| Task brief |
When you reach the line that contains "Query provided: black wristwatch" in the data below, start reproducing lines exactly, and stop after the line that contains "Query provided: paving slab".

Stored entries
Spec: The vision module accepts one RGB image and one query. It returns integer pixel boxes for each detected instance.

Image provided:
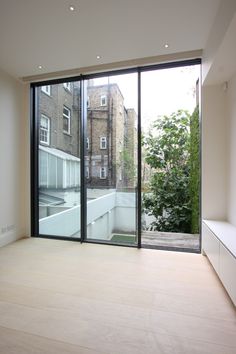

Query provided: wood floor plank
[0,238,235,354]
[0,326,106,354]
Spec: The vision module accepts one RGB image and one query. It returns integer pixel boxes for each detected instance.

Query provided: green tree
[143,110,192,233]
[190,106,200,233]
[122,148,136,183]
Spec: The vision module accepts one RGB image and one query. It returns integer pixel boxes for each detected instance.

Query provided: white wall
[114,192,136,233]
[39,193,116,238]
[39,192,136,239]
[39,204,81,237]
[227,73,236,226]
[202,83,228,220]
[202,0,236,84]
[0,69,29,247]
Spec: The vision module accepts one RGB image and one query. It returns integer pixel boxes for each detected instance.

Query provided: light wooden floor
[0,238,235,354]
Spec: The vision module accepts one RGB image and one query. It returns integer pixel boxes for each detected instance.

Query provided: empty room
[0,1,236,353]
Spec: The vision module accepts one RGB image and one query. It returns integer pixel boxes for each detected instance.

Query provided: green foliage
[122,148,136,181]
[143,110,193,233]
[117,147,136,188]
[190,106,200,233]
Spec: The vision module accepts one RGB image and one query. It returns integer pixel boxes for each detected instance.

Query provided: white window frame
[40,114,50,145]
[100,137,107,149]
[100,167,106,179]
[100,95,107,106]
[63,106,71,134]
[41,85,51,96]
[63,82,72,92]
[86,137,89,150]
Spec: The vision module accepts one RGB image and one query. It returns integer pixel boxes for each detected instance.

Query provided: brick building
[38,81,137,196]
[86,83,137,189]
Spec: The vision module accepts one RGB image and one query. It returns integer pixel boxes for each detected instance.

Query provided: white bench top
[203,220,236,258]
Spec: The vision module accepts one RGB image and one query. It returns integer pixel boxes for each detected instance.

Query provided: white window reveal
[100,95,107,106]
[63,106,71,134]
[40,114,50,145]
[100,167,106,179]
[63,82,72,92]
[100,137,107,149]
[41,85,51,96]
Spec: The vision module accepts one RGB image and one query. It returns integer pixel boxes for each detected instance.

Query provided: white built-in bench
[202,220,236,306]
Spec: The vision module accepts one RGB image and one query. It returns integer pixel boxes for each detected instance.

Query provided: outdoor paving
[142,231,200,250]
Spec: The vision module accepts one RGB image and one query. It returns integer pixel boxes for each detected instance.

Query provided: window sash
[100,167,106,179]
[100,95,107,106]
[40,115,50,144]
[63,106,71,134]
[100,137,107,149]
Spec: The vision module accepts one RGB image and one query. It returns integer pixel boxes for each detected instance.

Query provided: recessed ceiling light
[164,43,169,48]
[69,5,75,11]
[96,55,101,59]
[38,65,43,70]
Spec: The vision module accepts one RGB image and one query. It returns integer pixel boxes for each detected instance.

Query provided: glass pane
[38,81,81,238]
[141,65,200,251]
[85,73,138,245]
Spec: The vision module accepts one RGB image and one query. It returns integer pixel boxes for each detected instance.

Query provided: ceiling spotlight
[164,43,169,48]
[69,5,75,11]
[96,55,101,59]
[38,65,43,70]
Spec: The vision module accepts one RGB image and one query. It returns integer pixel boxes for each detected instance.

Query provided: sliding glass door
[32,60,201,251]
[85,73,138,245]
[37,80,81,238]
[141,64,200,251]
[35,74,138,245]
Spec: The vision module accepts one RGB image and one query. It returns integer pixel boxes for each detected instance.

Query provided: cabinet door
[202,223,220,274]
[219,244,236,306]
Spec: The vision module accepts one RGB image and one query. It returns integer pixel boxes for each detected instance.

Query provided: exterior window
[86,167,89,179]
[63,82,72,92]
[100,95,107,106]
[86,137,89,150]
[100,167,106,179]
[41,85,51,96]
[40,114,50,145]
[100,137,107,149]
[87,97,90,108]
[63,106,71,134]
...
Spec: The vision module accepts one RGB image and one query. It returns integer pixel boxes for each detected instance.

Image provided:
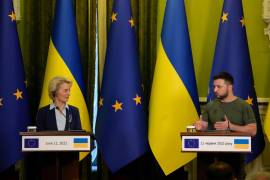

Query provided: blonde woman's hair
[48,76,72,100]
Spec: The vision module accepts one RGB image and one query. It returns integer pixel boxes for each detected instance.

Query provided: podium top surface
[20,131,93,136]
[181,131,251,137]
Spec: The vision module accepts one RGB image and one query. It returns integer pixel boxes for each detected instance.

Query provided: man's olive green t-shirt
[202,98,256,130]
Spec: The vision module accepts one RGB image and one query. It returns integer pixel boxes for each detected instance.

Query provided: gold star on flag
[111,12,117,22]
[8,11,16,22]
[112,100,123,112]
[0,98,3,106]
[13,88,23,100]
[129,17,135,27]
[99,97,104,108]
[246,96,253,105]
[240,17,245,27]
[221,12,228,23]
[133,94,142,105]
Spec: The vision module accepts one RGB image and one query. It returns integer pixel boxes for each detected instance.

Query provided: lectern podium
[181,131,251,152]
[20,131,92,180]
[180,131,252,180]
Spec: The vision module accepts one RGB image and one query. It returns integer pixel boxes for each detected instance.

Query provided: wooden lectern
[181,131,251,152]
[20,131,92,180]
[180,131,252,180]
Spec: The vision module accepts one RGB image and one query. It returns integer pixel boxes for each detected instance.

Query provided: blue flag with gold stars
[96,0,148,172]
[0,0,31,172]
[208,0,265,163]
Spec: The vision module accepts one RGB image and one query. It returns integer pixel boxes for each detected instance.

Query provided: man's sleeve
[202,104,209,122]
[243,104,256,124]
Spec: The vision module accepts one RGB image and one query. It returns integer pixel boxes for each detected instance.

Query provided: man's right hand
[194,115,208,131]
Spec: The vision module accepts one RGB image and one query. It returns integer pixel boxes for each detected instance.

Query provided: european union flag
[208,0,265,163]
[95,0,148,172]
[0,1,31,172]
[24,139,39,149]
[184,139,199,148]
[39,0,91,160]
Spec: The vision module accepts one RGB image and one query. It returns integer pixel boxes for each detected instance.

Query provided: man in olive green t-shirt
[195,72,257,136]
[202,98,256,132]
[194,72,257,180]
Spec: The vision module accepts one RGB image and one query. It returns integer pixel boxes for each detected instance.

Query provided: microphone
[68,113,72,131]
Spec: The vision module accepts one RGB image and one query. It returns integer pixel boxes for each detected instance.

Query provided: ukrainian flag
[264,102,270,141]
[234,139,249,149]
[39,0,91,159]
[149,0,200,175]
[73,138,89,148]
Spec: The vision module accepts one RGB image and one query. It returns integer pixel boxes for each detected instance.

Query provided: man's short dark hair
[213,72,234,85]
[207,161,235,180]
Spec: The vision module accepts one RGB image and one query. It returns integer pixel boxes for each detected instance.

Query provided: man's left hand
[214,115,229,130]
---
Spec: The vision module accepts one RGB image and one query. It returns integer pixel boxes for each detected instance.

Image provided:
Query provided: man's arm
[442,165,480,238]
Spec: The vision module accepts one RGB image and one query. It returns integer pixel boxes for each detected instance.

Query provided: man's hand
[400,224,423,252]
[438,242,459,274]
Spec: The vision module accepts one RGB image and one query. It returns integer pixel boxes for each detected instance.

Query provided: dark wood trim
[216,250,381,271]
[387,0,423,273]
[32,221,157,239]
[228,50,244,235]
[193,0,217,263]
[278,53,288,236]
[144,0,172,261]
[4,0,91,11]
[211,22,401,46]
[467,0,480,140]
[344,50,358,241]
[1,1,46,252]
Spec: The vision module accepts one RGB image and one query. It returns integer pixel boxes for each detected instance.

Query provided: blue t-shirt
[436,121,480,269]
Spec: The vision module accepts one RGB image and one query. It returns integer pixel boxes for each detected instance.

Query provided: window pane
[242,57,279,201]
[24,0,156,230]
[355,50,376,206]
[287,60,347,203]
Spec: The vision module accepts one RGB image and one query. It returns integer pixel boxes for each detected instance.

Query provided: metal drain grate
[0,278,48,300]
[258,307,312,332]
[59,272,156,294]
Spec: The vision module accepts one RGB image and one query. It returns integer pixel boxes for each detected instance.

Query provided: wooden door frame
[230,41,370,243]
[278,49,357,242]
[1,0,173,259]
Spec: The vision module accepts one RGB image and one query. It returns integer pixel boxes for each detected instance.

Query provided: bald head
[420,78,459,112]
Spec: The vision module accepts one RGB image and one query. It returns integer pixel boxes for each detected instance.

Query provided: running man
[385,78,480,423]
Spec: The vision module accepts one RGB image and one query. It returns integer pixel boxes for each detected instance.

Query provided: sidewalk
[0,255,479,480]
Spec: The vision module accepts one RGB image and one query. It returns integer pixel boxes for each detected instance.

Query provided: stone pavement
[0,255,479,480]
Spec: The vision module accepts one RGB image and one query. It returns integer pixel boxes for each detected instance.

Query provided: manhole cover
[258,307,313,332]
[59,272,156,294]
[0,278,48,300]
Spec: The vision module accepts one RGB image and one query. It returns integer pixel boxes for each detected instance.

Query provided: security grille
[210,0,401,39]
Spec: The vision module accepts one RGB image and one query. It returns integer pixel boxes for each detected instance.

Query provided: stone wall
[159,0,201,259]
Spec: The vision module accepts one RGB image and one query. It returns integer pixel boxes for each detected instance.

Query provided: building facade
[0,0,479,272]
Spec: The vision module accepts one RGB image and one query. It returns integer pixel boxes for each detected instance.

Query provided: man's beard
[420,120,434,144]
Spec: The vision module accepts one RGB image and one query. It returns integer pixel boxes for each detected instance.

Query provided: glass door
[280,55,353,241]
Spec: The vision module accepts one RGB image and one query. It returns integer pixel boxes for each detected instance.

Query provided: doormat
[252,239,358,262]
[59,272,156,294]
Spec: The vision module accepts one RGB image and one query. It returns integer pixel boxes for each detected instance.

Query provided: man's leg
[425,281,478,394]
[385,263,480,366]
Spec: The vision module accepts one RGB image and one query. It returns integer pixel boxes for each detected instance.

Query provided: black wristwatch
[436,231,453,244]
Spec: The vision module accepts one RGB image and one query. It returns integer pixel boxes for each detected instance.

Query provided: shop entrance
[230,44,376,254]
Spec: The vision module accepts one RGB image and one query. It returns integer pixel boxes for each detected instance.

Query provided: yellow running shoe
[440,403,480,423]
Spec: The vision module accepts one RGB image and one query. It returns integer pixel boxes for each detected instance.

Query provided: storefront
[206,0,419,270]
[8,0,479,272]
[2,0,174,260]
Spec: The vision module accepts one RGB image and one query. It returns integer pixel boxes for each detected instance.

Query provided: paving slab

| Task result |
Query provided: black wristwatch
[436,231,453,244]
Spec: The vision module accepts one RGB image and one query. It returns integer pixel boxes for each detected instance.

Query provided: shop entrance
[230,44,376,254]
Spec: The vision module accepts one RGB image and one query. It returns integer pixel boxes for each detected instance.

Query provided: yellow running shoe
[440,403,480,423]
Spec: The vision module accepts one RGB image and one query. It returns integer pixel boxes for each detected instance.

Query provided: storefront
[206,0,419,270]
[8,0,479,272]
[2,0,174,260]
Spec: The vision module accepts one RGB image and one query. It returns integer pixel boxes for each detected instance.

Query provided: paving slab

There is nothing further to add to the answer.